> REQUIRED WORK:
Count the lines in the material below that contain the string "lane". Reply with the number alone.
□ □ □
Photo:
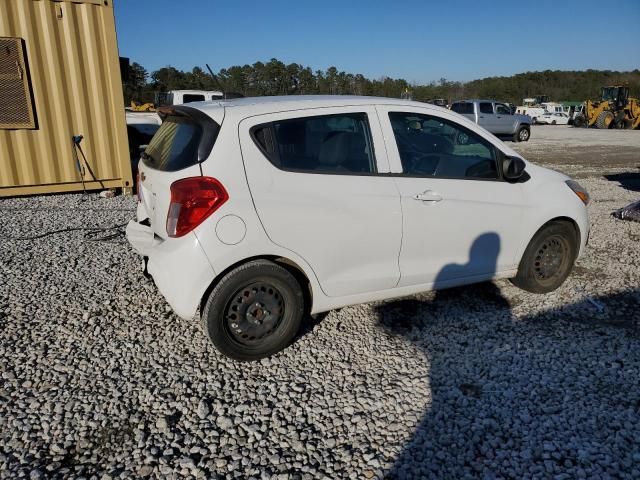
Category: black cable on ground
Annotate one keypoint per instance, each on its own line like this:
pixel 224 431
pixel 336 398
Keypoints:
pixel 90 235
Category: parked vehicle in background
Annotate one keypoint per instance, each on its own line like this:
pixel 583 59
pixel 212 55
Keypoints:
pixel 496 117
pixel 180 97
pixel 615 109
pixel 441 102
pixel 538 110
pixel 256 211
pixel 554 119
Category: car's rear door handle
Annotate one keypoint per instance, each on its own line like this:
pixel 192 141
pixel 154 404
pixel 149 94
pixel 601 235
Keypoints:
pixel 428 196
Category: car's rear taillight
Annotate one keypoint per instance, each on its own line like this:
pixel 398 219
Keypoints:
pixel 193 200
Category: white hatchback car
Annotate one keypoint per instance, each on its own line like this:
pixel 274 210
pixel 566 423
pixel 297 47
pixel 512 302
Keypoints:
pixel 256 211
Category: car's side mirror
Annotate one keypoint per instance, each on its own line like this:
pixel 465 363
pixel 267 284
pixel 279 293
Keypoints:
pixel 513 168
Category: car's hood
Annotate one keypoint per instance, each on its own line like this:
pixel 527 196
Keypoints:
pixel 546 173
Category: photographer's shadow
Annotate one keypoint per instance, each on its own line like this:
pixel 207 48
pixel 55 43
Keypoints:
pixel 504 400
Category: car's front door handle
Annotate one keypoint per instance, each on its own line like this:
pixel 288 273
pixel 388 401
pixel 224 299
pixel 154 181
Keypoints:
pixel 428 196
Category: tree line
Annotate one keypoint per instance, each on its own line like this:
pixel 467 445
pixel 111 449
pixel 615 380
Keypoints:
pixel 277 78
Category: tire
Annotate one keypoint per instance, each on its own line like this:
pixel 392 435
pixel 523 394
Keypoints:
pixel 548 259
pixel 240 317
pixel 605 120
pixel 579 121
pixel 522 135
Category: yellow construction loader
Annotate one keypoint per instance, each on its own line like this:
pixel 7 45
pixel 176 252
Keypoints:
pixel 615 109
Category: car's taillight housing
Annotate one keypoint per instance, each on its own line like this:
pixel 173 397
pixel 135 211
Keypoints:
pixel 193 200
□ □ □
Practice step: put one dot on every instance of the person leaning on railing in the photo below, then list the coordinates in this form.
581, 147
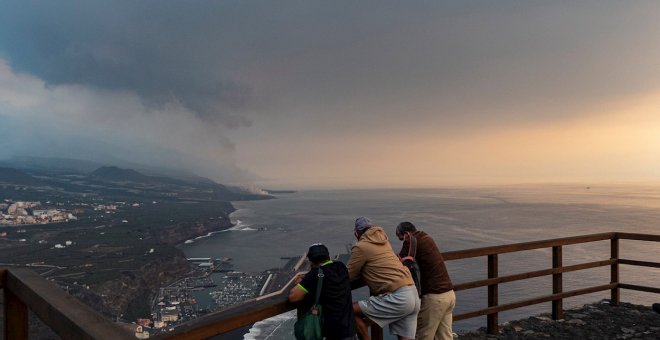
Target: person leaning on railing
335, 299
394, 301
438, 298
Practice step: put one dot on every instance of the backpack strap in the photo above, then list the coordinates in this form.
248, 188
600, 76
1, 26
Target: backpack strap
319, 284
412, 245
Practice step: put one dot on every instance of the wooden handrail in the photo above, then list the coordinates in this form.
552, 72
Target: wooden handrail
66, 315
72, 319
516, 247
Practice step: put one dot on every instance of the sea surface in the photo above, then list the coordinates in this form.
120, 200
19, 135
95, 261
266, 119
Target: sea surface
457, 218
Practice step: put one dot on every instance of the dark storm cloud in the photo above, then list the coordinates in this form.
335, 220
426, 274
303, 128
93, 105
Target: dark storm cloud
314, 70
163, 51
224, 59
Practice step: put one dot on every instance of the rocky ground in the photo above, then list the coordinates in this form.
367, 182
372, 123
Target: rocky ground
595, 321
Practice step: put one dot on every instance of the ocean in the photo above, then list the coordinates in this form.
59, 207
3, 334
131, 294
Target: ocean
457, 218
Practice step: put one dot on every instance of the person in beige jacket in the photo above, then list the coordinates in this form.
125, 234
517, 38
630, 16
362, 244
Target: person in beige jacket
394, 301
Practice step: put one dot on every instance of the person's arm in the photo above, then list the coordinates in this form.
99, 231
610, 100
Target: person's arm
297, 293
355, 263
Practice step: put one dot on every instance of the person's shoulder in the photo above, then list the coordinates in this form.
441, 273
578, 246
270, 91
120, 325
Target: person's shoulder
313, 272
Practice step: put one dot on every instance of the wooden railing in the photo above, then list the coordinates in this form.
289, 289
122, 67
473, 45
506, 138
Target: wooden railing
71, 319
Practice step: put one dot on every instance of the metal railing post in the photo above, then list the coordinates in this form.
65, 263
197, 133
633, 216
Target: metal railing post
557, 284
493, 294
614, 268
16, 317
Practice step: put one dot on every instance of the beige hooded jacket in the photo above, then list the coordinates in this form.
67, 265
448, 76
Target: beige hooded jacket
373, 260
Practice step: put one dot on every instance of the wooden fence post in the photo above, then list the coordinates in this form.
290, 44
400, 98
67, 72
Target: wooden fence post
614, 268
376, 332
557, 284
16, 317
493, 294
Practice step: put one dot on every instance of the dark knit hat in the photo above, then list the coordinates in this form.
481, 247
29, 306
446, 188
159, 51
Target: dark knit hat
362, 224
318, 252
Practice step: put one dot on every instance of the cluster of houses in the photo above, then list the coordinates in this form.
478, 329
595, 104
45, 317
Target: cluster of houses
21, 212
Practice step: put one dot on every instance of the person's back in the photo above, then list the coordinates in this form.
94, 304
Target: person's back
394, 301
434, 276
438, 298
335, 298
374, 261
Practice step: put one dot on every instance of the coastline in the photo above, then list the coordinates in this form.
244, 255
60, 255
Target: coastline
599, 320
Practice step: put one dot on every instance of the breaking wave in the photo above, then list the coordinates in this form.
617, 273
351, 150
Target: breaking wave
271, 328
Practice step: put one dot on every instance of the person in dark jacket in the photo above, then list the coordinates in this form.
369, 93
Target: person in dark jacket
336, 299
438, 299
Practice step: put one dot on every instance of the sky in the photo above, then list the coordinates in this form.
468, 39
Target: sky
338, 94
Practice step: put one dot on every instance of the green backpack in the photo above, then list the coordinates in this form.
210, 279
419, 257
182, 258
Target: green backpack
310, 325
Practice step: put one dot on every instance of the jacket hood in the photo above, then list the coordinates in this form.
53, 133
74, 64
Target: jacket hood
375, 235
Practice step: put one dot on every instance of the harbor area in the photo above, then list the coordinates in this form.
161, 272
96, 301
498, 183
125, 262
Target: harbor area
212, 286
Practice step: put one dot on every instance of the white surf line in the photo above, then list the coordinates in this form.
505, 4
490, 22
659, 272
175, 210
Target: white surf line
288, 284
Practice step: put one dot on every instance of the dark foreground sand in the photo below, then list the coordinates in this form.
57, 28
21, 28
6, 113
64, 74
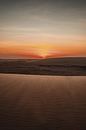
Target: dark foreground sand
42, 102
□ □ □
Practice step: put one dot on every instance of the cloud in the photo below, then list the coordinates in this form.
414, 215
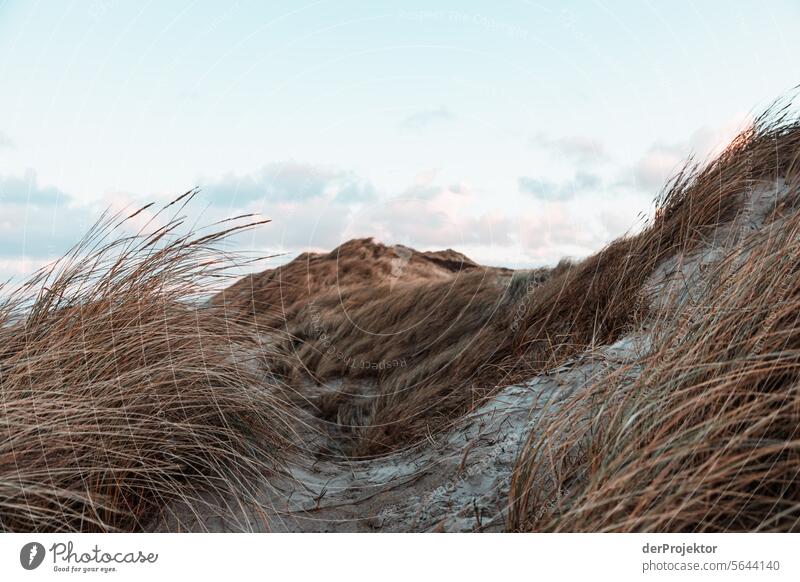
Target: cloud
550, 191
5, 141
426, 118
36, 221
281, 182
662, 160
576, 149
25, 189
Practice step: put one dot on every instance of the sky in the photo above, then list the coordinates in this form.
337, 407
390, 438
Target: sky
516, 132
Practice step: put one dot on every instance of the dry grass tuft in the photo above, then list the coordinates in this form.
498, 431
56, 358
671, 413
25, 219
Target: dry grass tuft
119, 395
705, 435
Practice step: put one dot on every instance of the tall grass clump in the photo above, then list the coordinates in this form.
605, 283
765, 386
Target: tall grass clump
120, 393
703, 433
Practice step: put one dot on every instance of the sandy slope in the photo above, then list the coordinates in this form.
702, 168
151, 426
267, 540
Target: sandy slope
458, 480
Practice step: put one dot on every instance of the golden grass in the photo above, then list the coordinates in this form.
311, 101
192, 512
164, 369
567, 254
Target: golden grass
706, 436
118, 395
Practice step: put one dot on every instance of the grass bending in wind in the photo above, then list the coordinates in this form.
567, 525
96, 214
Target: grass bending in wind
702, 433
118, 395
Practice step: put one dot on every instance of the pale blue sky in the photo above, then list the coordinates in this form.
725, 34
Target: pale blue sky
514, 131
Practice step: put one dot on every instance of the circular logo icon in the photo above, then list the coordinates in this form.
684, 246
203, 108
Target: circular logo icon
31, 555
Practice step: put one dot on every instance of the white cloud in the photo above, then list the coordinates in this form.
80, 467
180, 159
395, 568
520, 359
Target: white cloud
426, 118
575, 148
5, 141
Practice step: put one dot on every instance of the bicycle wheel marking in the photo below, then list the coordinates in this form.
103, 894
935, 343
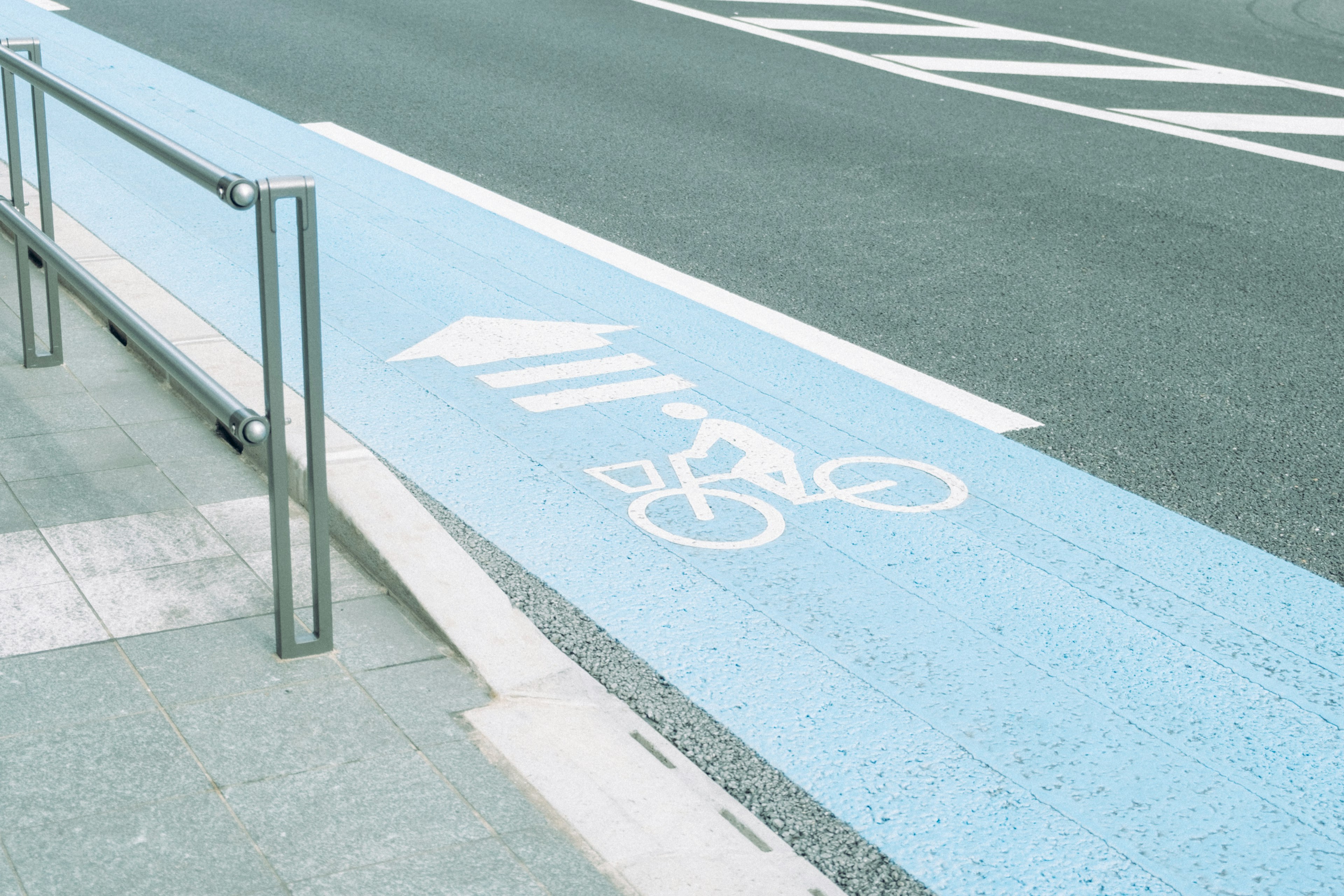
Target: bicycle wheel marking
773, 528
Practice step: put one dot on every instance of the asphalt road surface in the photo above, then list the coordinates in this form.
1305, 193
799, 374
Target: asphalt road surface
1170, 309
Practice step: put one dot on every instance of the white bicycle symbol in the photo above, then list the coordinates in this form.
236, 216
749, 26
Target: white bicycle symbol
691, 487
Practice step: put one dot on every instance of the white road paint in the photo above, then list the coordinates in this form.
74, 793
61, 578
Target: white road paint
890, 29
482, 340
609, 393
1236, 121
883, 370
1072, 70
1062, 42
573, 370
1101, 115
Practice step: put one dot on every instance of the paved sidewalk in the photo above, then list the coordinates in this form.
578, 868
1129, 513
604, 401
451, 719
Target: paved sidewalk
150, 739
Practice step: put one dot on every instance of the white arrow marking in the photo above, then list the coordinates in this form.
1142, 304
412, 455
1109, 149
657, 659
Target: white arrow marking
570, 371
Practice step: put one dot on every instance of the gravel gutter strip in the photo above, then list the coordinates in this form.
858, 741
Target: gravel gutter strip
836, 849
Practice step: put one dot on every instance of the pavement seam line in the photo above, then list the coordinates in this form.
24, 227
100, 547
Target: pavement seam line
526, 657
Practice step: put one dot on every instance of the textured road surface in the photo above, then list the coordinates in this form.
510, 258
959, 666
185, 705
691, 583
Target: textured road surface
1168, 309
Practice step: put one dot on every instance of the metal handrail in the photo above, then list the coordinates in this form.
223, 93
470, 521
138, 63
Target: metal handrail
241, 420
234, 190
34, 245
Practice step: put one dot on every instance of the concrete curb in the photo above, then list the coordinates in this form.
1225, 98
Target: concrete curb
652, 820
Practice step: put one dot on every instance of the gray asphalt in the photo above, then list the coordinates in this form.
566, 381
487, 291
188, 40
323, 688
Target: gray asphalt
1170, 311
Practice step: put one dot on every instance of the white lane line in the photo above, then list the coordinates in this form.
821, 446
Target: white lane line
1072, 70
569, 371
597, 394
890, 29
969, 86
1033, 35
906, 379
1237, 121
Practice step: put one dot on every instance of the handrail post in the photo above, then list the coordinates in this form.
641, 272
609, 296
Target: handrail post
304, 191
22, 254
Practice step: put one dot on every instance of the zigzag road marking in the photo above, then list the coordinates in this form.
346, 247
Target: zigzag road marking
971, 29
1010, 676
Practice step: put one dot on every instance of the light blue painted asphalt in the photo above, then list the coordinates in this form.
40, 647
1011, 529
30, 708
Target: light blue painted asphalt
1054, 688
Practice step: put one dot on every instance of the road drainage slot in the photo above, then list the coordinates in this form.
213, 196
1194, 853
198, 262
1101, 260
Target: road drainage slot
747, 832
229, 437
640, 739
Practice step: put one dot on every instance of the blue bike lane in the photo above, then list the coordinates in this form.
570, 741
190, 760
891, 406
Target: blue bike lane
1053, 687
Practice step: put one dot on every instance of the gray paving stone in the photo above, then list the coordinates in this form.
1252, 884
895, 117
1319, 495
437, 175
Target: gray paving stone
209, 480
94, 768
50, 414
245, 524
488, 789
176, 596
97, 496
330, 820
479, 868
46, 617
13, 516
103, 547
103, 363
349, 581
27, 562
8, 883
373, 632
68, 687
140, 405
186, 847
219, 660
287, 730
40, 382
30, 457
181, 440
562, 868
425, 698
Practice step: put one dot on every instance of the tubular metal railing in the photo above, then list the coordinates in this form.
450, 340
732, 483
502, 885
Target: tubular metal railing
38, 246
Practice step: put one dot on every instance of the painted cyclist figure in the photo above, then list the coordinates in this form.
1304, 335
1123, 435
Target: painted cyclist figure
□ □ □
> FULL OUTPUT:
4